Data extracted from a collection
__________

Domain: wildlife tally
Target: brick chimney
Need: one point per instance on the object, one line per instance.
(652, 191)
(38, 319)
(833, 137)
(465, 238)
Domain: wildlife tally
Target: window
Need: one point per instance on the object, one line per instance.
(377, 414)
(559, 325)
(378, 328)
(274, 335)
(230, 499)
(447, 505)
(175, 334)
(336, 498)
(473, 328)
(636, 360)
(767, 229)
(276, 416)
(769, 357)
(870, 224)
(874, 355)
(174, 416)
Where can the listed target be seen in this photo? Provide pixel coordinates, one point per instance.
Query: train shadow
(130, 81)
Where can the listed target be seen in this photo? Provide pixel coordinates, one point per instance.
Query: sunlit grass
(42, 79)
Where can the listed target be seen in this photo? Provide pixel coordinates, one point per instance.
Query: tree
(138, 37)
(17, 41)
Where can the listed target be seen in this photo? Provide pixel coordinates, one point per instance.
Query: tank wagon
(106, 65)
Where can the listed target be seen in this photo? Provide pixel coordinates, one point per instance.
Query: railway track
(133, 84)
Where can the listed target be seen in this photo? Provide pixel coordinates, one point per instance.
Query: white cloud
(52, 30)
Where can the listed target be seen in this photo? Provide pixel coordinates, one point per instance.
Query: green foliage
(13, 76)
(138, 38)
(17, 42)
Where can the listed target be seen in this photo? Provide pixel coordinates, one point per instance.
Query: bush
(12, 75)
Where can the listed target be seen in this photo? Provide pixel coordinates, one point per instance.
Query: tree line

__________

About this exercise - Retype all the data. Nothing may be left out or altered.

Response to the exercise -
Domain: wildlife tally
Target: brick chimney
Need: one point per instance on the object, one line per instance.
(652, 191)
(38, 319)
(833, 137)
(465, 238)
Domain: wildlife tally
Target: window
Need: one point per instance on the object, one line per instance.
(377, 414)
(559, 325)
(378, 328)
(274, 335)
(230, 499)
(447, 505)
(175, 334)
(336, 498)
(473, 328)
(636, 360)
(767, 229)
(276, 416)
(769, 357)
(870, 224)
(874, 355)
(174, 416)
Where can the listed target be seen in this photo? Provide pixel coordinates, one point per instance.
Query: train shadow
(130, 81)
Where can the listed target be seen in this photo? Provide pixel coordinates, one point per instance.
Query: sunlit grass
(42, 79)
Where can the listed target be seen in this photo? Provide pixel coordinates, one point per instance.
Query: tree
(138, 37)
(17, 41)
Where can the listed target be seen in this photo? Provide pixel coordinates, one point per instance.
Query: tank wagon
(106, 65)
Where can the listed target be seen in this photo? Provide pixel coordinates, one point per instance.
Query: railway track
(133, 84)
Where can the listed target be seen in this photo? Provide pixel coordinates, one point per instance.
Query: white cloud
(52, 30)
Where can the listed target be seen in this photo? Provide pixel coordinates, one point per instance.
Query: green foliage
(13, 76)
(138, 38)
(17, 42)
Where can the listed target be seen in this photo? Provide pixel coordinates, one point per instance.
Query: bush
(12, 75)
Where can the listed target be seen in this photo? Provide pixel coordinates, one point per instance.
Query: tree line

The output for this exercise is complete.